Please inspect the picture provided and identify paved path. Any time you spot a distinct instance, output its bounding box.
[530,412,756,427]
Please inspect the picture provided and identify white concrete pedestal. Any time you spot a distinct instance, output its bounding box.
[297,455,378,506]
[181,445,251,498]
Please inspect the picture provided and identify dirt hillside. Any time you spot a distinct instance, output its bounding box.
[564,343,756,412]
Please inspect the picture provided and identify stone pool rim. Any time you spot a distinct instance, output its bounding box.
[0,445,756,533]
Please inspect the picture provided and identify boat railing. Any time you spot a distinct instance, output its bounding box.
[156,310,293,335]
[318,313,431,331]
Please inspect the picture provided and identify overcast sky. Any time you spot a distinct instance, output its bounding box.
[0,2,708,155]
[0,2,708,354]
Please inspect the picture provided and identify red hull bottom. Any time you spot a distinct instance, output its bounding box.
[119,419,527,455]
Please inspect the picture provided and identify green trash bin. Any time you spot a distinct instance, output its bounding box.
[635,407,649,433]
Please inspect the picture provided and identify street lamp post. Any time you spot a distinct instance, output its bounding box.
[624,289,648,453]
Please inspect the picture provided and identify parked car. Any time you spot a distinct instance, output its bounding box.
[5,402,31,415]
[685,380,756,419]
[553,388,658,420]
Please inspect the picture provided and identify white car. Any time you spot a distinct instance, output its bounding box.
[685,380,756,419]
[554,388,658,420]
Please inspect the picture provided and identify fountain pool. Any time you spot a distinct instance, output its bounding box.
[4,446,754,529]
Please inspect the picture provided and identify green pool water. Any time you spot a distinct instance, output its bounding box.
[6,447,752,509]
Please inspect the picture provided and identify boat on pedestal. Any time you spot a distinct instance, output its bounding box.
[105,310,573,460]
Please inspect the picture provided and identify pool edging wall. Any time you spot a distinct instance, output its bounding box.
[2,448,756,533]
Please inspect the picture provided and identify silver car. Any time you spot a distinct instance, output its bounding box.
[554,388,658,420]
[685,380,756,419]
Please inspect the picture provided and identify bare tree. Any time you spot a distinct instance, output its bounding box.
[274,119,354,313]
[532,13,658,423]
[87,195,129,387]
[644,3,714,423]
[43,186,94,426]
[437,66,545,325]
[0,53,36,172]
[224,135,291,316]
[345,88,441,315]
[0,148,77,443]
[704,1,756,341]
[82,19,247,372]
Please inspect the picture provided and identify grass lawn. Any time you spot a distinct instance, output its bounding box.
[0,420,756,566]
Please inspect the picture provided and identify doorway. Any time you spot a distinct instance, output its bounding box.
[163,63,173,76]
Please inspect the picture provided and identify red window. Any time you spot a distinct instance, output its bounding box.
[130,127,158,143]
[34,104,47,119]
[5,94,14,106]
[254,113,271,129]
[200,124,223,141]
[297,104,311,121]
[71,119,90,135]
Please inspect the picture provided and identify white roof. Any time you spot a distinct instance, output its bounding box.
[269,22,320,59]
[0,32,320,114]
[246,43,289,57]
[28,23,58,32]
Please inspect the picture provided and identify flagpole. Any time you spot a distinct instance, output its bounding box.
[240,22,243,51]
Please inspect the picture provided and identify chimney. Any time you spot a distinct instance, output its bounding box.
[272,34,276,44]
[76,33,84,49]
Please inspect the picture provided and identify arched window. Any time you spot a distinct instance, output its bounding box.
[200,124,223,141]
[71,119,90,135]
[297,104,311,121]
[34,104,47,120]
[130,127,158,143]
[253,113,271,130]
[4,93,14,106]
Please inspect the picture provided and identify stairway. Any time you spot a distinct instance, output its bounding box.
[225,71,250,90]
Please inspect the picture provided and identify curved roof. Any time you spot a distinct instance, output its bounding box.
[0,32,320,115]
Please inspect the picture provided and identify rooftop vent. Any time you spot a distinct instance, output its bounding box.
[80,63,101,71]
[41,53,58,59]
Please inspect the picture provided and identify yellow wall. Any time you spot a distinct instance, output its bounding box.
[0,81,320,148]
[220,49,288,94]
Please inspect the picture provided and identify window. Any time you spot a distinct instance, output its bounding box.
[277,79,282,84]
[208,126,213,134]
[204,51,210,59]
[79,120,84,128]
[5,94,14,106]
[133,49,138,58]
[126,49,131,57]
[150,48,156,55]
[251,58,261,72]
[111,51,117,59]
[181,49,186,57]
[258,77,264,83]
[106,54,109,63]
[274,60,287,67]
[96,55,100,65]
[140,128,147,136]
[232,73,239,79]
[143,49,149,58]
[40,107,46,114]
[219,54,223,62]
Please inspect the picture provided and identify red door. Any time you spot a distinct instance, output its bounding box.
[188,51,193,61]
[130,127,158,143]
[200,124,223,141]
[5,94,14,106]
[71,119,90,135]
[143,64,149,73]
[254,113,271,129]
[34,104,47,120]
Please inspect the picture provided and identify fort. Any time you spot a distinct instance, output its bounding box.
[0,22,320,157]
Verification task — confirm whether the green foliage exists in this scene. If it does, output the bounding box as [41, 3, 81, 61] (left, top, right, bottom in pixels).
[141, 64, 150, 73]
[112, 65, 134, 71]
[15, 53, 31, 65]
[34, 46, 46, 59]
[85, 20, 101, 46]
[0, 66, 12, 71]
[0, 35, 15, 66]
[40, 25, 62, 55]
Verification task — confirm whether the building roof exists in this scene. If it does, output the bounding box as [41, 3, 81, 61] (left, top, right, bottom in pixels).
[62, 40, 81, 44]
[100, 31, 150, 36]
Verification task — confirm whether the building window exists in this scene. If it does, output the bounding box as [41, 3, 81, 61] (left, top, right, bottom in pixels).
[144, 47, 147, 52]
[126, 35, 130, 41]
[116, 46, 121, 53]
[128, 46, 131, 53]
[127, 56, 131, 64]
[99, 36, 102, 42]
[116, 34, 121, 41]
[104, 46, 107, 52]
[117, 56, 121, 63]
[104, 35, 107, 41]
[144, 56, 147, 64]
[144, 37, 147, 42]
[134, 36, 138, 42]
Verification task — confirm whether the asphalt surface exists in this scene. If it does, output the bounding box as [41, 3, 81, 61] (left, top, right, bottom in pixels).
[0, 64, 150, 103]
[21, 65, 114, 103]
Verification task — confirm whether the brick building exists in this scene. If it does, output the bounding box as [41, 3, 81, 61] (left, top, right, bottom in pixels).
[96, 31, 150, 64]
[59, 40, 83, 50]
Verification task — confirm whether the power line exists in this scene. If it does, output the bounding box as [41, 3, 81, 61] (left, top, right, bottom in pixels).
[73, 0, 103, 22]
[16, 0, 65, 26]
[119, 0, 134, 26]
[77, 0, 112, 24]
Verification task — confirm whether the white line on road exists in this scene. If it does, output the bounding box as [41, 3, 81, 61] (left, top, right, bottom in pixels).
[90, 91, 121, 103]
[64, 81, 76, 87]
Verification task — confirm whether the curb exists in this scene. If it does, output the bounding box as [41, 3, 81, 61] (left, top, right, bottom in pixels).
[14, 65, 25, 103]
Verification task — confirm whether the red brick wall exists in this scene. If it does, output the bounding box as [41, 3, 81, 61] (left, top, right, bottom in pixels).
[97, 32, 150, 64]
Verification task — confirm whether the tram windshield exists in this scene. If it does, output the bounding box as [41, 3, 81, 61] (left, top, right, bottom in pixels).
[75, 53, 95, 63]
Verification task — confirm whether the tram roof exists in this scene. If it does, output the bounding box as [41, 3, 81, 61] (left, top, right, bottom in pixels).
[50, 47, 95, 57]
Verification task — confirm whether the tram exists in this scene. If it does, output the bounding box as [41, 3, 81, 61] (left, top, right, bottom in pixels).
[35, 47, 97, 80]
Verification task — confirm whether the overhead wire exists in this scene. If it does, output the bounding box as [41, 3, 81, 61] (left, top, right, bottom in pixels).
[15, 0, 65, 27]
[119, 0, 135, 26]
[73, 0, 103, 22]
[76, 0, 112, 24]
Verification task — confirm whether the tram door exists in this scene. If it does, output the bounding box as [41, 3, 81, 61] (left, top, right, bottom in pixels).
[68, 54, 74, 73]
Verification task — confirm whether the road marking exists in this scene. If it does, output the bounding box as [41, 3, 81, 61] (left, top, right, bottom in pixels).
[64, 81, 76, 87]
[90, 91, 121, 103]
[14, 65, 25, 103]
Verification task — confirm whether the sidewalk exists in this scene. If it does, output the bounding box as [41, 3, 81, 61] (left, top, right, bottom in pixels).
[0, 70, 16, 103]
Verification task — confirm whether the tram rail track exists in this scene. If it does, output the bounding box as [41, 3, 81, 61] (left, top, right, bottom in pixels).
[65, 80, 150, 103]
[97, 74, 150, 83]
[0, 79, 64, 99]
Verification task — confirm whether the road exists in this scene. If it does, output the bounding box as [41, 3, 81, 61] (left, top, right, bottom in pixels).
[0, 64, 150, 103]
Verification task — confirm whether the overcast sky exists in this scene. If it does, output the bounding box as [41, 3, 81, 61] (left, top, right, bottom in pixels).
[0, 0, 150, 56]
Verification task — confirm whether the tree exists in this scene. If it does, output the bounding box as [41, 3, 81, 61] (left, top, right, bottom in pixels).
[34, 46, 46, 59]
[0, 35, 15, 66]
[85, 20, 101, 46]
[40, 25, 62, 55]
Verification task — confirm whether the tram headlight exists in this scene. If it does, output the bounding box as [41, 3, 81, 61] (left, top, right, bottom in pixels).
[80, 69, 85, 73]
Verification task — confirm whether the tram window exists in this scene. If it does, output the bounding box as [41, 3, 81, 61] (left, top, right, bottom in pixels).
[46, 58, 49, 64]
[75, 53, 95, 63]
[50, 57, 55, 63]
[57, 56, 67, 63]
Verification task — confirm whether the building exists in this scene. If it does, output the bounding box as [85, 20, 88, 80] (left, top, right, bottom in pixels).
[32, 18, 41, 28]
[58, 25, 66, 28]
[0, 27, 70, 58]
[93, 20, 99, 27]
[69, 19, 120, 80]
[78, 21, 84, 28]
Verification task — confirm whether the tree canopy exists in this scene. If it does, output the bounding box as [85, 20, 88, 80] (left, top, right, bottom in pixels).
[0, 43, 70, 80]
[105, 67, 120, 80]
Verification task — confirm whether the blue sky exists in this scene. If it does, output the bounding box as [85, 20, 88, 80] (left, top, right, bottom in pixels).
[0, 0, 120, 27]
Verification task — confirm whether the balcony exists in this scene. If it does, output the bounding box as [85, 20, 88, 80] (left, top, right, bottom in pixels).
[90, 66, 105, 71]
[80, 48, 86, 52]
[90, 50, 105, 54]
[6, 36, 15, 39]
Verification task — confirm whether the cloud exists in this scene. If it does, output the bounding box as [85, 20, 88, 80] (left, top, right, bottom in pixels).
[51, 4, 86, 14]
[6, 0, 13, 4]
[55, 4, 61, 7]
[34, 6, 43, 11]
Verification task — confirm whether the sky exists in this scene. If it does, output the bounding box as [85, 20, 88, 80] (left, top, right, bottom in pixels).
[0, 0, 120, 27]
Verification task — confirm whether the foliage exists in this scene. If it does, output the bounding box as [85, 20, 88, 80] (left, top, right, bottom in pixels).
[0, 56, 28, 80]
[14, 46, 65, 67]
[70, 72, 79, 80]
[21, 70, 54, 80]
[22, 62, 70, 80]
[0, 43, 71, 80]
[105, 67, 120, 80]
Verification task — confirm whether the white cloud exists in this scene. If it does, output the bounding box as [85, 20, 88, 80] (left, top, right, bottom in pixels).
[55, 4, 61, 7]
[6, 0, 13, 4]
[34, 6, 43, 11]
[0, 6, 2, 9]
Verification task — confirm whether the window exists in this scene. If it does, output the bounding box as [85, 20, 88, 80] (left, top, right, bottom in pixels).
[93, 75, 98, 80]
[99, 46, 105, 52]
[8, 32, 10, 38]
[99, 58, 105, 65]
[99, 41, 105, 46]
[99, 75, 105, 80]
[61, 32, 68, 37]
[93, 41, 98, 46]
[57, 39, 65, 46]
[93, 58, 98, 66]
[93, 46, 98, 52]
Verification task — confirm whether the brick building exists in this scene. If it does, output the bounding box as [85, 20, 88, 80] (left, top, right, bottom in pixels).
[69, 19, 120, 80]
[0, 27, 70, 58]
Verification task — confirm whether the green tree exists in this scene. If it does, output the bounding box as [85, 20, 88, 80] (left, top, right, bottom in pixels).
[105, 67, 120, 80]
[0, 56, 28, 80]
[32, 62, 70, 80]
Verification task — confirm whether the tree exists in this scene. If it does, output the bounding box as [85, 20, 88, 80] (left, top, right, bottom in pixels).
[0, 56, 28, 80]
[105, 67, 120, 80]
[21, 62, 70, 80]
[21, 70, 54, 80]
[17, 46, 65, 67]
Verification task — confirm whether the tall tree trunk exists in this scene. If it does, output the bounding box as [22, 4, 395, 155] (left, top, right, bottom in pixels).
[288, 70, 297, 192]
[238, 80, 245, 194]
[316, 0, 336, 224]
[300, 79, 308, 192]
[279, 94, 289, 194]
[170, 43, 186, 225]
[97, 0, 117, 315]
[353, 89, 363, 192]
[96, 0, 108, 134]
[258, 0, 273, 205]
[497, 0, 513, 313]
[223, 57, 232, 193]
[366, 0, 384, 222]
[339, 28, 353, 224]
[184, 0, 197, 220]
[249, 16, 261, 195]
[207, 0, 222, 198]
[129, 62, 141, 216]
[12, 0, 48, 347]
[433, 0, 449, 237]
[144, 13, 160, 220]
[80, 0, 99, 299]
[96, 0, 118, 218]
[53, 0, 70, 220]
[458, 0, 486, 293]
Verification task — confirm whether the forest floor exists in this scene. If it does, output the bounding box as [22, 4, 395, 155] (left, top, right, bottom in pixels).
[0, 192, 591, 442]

^^^^^^^^

Tally the lines of the records that contain the string "road", and reply with only that number.

3